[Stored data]
──────────────────────────────
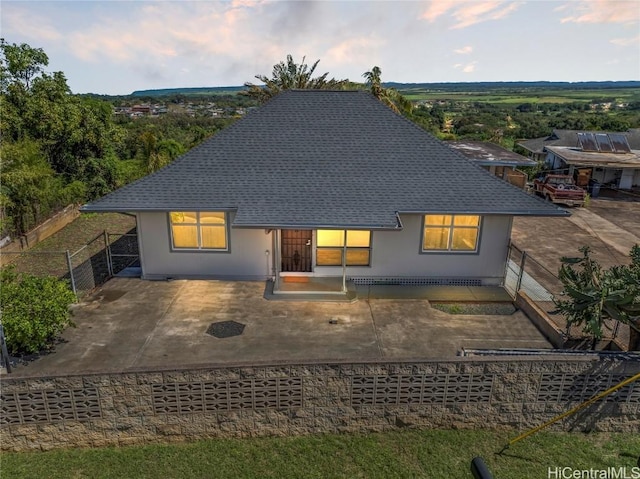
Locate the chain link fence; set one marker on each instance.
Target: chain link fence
(105, 256)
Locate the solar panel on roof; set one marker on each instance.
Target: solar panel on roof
(603, 142)
(619, 142)
(587, 141)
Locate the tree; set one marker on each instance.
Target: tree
(596, 295)
(389, 96)
(291, 75)
(20, 64)
(55, 145)
(35, 310)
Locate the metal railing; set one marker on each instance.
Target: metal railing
(526, 274)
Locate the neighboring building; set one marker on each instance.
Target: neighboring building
(497, 160)
(608, 158)
(324, 184)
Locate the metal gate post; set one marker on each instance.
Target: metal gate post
(521, 272)
(107, 249)
(70, 266)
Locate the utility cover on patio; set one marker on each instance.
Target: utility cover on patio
(225, 329)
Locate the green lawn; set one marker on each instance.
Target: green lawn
(398, 454)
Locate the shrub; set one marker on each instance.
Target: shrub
(35, 310)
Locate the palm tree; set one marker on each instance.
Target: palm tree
(594, 296)
(389, 96)
(291, 75)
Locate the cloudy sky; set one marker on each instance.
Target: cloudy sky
(116, 47)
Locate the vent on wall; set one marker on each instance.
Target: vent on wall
(417, 281)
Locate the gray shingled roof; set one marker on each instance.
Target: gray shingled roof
(323, 159)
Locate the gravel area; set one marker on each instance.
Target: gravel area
(494, 309)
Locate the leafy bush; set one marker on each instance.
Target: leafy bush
(34, 310)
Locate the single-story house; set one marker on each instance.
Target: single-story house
(610, 158)
(497, 160)
(324, 184)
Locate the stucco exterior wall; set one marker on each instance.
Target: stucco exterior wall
(398, 254)
(246, 258)
(393, 254)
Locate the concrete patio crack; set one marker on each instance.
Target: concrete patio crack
(152, 334)
(375, 328)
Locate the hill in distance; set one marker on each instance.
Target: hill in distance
(459, 86)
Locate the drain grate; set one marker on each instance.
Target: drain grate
(225, 329)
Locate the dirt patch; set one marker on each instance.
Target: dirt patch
(49, 256)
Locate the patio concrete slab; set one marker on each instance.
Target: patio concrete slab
(131, 324)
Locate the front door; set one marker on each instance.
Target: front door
(296, 251)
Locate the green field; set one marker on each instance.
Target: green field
(529, 95)
(398, 454)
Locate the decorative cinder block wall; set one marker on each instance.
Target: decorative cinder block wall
(292, 399)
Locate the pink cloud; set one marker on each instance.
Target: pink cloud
(464, 50)
(437, 8)
(469, 13)
(602, 11)
(625, 42)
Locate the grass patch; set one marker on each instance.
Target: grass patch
(476, 308)
(409, 453)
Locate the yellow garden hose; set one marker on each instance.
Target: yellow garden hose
(571, 411)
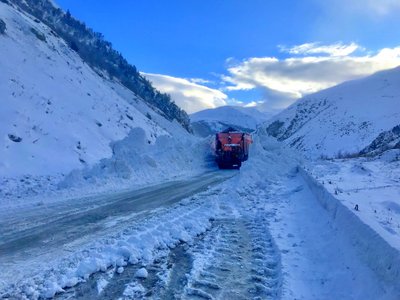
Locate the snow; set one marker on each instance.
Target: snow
(283, 226)
(341, 120)
(210, 121)
(141, 273)
(373, 184)
(80, 133)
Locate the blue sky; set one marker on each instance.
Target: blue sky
(247, 52)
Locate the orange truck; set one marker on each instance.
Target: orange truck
(231, 148)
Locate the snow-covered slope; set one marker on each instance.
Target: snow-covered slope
(209, 121)
(341, 120)
(58, 115)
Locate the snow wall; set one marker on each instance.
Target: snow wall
(378, 254)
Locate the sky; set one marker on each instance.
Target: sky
(263, 53)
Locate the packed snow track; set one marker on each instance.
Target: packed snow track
(42, 233)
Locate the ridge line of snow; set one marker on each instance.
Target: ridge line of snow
(382, 258)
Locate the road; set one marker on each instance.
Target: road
(44, 233)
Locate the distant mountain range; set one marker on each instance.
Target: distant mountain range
(356, 117)
(210, 121)
(60, 112)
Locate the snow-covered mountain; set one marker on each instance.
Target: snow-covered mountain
(342, 120)
(210, 121)
(57, 114)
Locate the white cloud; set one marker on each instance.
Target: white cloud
(338, 49)
(189, 95)
(284, 80)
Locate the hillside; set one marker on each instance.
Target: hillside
(100, 55)
(210, 121)
(344, 119)
(57, 114)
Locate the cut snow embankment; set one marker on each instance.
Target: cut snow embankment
(62, 122)
(379, 251)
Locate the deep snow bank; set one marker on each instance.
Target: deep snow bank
(61, 121)
(376, 252)
(135, 161)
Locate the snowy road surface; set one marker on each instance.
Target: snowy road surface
(221, 235)
(44, 232)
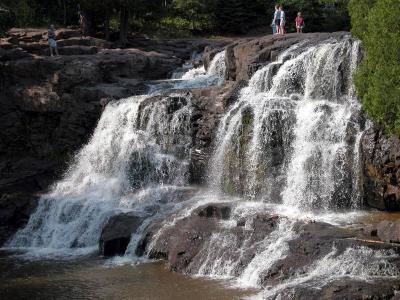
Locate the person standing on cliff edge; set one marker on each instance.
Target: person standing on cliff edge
(277, 20)
(282, 20)
(299, 23)
(51, 37)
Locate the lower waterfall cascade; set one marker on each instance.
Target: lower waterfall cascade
(288, 146)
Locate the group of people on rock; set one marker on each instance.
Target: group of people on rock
(279, 21)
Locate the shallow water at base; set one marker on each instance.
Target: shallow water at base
(94, 278)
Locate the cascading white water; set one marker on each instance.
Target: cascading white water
(196, 77)
(293, 134)
(137, 157)
(292, 138)
(135, 145)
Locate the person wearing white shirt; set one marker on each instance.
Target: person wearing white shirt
(283, 19)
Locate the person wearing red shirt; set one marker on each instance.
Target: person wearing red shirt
(299, 23)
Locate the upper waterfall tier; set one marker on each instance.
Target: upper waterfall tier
(293, 136)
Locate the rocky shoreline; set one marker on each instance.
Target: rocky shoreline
(50, 107)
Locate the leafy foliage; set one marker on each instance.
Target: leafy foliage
(191, 16)
(377, 79)
(319, 15)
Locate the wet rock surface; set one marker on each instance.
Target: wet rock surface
(116, 234)
(184, 243)
(381, 162)
(15, 210)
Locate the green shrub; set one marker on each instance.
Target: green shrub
(377, 79)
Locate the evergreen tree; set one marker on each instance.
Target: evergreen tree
(235, 16)
(377, 79)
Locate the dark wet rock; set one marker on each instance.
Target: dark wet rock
(244, 57)
(50, 106)
(189, 241)
(116, 234)
(181, 48)
(381, 165)
(389, 231)
(218, 211)
(346, 288)
(15, 210)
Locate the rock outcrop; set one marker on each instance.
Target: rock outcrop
(381, 168)
(116, 234)
(51, 105)
(192, 243)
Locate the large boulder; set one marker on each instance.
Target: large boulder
(116, 234)
(244, 57)
(15, 210)
(389, 232)
(381, 169)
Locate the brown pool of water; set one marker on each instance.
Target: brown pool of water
(89, 278)
(374, 217)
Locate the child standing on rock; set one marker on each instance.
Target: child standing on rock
(51, 36)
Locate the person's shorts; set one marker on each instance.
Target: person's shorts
(52, 43)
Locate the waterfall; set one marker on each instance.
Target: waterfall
(294, 134)
(287, 149)
(135, 145)
(190, 78)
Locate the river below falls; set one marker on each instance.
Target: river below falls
(97, 278)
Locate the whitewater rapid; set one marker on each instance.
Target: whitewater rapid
(289, 146)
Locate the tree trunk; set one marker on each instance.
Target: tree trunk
(107, 26)
(124, 19)
(65, 13)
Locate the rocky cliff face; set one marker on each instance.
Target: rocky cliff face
(50, 105)
(381, 167)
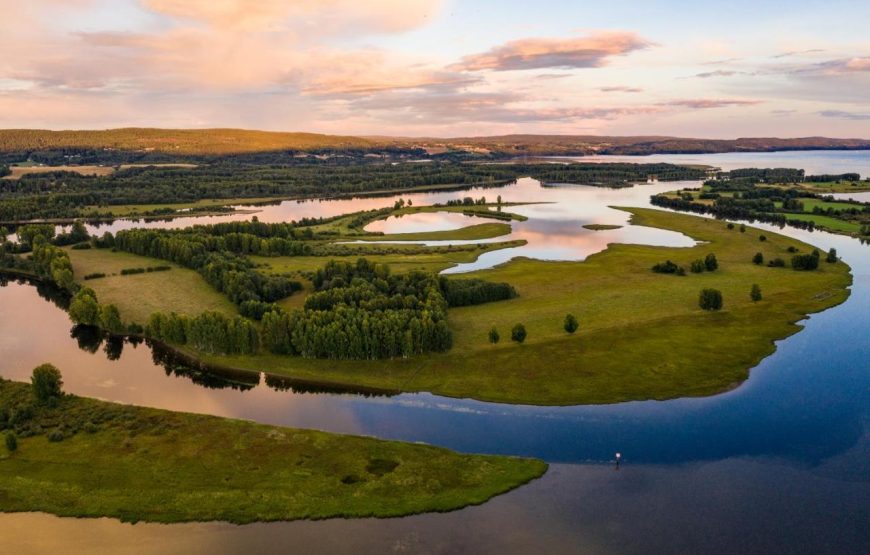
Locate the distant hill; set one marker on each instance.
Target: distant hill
(179, 141)
(579, 145)
(238, 141)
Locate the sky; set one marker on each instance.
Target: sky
(732, 69)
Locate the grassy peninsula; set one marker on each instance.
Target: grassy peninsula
(87, 458)
(638, 336)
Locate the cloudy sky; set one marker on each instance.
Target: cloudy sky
(441, 67)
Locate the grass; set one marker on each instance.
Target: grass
(642, 335)
(137, 296)
(140, 464)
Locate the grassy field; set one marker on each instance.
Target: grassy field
(137, 296)
(18, 171)
(137, 464)
(642, 335)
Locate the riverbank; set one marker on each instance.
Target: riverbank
(133, 463)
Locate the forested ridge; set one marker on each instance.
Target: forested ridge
(70, 195)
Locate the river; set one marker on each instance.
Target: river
(779, 464)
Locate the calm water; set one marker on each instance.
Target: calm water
(781, 464)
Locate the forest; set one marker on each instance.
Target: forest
(66, 195)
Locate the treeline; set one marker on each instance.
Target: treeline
(209, 332)
(466, 292)
(69, 195)
(228, 272)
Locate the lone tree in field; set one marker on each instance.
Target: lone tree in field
(710, 299)
(47, 382)
(711, 263)
(755, 294)
(571, 323)
(518, 334)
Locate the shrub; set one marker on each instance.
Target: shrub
(11, 442)
(710, 299)
(518, 334)
(805, 262)
(666, 267)
(755, 293)
(571, 323)
(47, 382)
(711, 263)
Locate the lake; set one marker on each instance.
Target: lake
(781, 464)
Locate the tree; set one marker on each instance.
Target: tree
(110, 318)
(47, 382)
(518, 334)
(710, 299)
(571, 323)
(711, 263)
(755, 293)
(84, 308)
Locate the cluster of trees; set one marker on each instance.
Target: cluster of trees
(86, 310)
(226, 271)
(806, 262)
(210, 332)
(466, 292)
(69, 195)
(710, 299)
(361, 311)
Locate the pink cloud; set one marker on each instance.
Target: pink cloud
(584, 52)
(705, 103)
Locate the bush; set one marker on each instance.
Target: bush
(666, 267)
(755, 293)
(518, 334)
(805, 262)
(47, 382)
(710, 299)
(571, 323)
(711, 263)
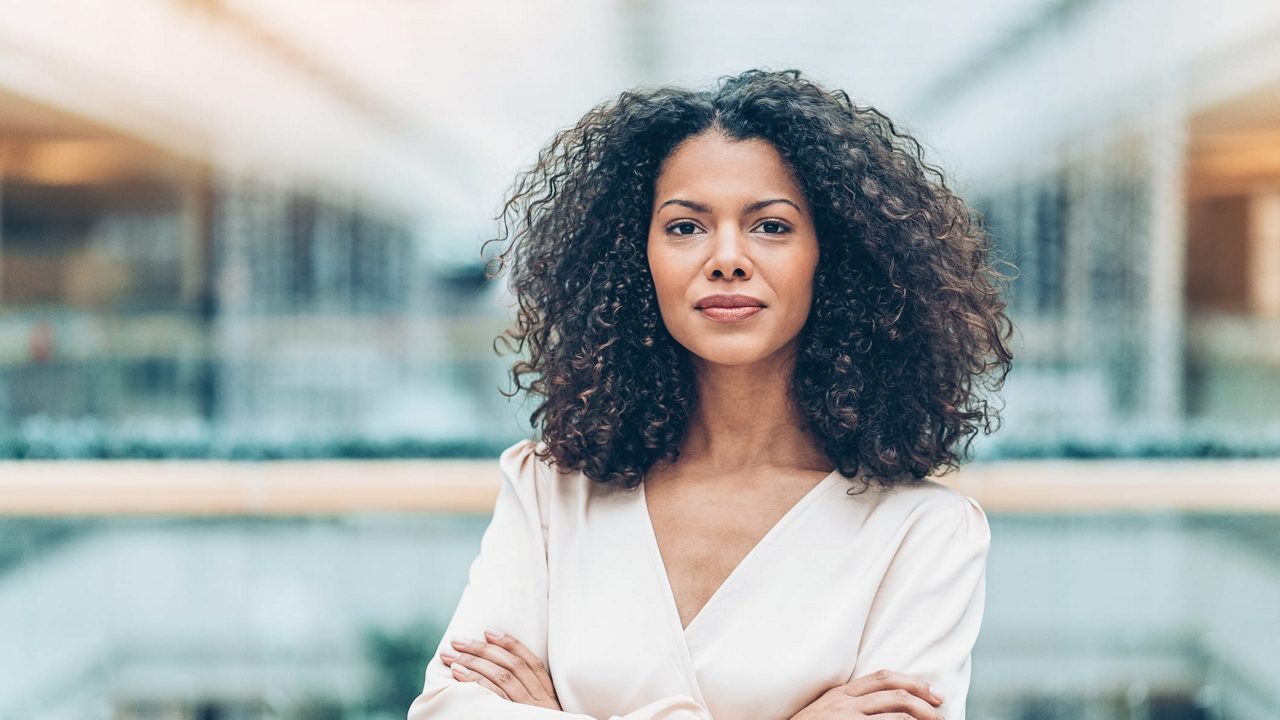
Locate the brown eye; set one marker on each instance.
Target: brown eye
(773, 227)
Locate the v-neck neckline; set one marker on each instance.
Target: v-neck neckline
(656, 551)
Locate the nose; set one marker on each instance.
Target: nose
(728, 255)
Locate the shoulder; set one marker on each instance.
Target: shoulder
(535, 478)
(928, 511)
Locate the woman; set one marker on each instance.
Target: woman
(735, 302)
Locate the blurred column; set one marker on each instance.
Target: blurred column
(1264, 254)
(1168, 236)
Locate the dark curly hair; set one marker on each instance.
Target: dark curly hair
(906, 327)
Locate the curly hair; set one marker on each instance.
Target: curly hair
(906, 331)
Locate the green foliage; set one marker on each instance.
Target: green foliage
(400, 659)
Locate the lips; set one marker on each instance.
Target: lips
(727, 314)
(728, 301)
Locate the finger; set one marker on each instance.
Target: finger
(469, 675)
(887, 680)
(521, 674)
(531, 661)
(496, 674)
(897, 701)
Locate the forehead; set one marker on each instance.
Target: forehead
(709, 164)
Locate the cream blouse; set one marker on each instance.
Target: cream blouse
(840, 587)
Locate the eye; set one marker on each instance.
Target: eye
(775, 227)
(686, 224)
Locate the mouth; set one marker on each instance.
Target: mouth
(730, 314)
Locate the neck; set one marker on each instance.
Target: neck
(744, 419)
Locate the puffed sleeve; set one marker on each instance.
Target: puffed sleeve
(507, 589)
(928, 609)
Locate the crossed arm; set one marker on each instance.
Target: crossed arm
(923, 623)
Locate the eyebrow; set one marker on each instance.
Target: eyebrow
(746, 209)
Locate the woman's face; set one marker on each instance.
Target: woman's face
(730, 219)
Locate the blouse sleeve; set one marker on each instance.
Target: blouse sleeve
(928, 609)
(507, 589)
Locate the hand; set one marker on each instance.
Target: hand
(504, 666)
(878, 695)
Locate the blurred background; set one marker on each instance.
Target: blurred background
(250, 409)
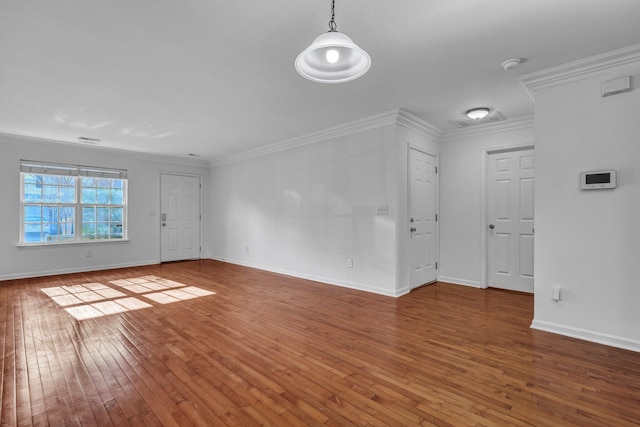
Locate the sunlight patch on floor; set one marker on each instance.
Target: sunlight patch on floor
(92, 300)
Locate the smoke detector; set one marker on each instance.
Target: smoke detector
(87, 140)
(510, 64)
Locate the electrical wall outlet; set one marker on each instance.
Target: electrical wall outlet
(557, 293)
(382, 210)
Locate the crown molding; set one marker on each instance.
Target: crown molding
(517, 123)
(578, 70)
(413, 122)
(400, 116)
(15, 139)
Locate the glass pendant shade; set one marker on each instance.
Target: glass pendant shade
(332, 58)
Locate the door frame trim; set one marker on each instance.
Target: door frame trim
(416, 147)
(200, 195)
(484, 233)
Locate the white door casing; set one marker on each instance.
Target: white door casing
(510, 216)
(180, 217)
(422, 221)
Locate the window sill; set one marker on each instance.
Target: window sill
(70, 243)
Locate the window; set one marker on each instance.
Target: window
(67, 203)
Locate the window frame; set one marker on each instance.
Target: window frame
(78, 175)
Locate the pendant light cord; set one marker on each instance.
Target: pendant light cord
(333, 27)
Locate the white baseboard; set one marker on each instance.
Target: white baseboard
(584, 334)
(321, 279)
(457, 281)
(44, 273)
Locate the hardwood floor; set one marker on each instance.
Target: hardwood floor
(273, 350)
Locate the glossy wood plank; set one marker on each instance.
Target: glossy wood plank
(267, 349)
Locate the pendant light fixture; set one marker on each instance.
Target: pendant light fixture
(332, 57)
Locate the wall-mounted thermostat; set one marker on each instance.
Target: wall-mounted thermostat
(598, 180)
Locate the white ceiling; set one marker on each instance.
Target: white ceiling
(216, 77)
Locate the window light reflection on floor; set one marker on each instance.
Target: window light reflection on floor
(91, 300)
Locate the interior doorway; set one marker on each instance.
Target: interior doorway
(180, 217)
(422, 217)
(510, 219)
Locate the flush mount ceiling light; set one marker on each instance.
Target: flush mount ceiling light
(478, 113)
(332, 57)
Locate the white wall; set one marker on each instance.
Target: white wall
(462, 196)
(143, 246)
(588, 242)
(304, 211)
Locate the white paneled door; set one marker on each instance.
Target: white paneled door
(179, 217)
(510, 187)
(422, 221)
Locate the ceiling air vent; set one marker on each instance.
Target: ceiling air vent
(87, 140)
(494, 116)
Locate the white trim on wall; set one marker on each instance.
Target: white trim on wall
(489, 128)
(578, 70)
(400, 117)
(456, 281)
(315, 278)
(101, 151)
(587, 335)
(44, 273)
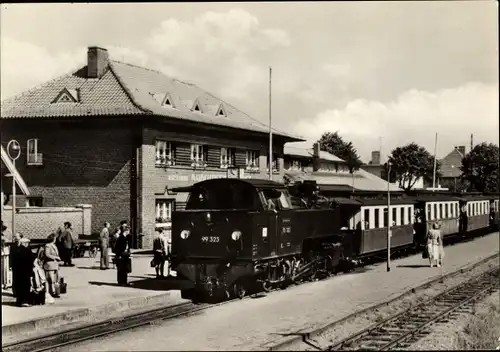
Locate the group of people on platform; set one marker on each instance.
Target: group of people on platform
(35, 276)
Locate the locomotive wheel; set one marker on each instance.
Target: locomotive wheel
(239, 290)
(266, 286)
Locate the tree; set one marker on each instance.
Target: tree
(334, 144)
(410, 163)
(480, 167)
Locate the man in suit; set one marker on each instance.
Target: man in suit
(122, 252)
(104, 244)
(68, 244)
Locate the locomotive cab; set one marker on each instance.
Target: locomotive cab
(234, 231)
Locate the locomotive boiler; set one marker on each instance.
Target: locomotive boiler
(238, 235)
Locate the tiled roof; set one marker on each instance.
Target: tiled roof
(128, 90)
(451, 164)
(308, 152)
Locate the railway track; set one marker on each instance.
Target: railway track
(402, 329)
(91, 331)
(150, 317)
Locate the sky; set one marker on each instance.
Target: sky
(382, 74)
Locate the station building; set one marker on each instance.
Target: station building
(120, 137)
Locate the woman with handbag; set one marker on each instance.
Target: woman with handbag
(434, 244)
(159, 253)
(51, 261)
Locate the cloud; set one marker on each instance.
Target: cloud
(224, 52)
(414, 116)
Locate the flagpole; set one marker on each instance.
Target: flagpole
(435, 164)
(270, 131)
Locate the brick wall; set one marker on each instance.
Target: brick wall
(84, 162)
(38, 223)
(154, 180)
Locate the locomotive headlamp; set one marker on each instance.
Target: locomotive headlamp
(185, 234)
(236, 235)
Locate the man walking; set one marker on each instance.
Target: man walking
(122, 253)
(68, 243)
(104, 244)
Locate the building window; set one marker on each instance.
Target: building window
(252, 160)
(164, 209)
(198, 155)
(275, 163)
(165, 153)
(226, 157)
(34, 202)
(33, 156)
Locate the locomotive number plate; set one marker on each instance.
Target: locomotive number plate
(210, 239)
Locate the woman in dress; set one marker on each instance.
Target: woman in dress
(434, 245)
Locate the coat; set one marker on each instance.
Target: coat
(67, 239)
(51, 257)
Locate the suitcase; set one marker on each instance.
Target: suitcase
(38, 298)
(63, 287)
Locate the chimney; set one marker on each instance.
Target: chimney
(375, 157)
(97, 62)
(316, 163)
(461, 149)
(316, 150)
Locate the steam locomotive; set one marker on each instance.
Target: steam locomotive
(237, 236)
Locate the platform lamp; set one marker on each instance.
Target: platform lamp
(14, 152)
(389, 216)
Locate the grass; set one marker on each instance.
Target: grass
(482, 332)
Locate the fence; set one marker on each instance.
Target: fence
(36, 223)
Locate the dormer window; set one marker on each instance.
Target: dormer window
(221, 111)
(33, 156)
(197, 106)
(67, 96)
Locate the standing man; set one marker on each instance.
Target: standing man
(122, 253)
(104, 244)
(68, 243)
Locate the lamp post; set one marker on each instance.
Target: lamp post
(389, 216)
(14, 152)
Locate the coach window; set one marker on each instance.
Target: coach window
(367, 219)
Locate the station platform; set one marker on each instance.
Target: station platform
(93, 295)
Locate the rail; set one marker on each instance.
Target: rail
(397, 330)
(305, 336)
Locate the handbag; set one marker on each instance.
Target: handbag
──────────────────────────────
## Task objective
Whatever pictures the records hold, omit them; give again exactly the lines from the one containing "Locate the river;" through the one containing "Locate the shoulder;".

## Completed exercise
Locate the river; set one marker on each instance.
Target: river
(779, 464)
Locate the calm water; set one marker on each instance.
Target: calm water
(781, 464)
Locate the forest; set one marker on each instance.
Target: forest
(66, 195)
Locate the treeline; set one marker on each instance.
Target: treeline
(209, 332)
(466, 292)
(69, 195)
(228, 272)
Locate the lone tree in field; set one marker on each instance.
Target: lone tree in field
(710, 299)
(47, 382)
(711, 263)
(755, 294)
(571, 323)
(518, 334)
Locate the shrub; set one marker on each instance.
Target: shrub
(11, 442)
(710, 299)
(518, 334)
(805, 262)
(666, 267)
(755, 293)
(571, 323)
(47, 382)
(711, 263)
Locate the lake; set one marker on each instance.
Target: lake
(781, 464)
Locate the tree; set one marker on each instance.
Target: tree
(110, 318)
(47, 382)
(518, 334)
(710, 299)
(571, 323)
(711, 263)
(755, 293)
(84, 308)
Locate the cluster of trees; set one marker on each instance.
Target: cluster of trees
(86, 310)
(226, 271)
(806, 262)
(210, 332)
(466, 292)
(69, 195)
(710, 299)
(361, 311)
Locate the pink cloud; set one marker on each instance.
Target: pink cloud
(584, 52)
(705, 103)
Locate the bush; set one marker on each instance.
Target: bush
(666, 267)
(755, 293)
(518, 334)
(805, 262)
(47, 382)
(710, 299)
(571, 323)
(711, 263)
Locate the brown eye; set one marker on each instance.
Target: brown eye
(773, 227)
Locate the v-neck neckline; set one marker on each instance.
Target: v-neck neckline
(656, 551)
Locate the nose; set one marker on each instance.
Target: nose
(728, 255)
Locate the shoulder; set one marker on each instance.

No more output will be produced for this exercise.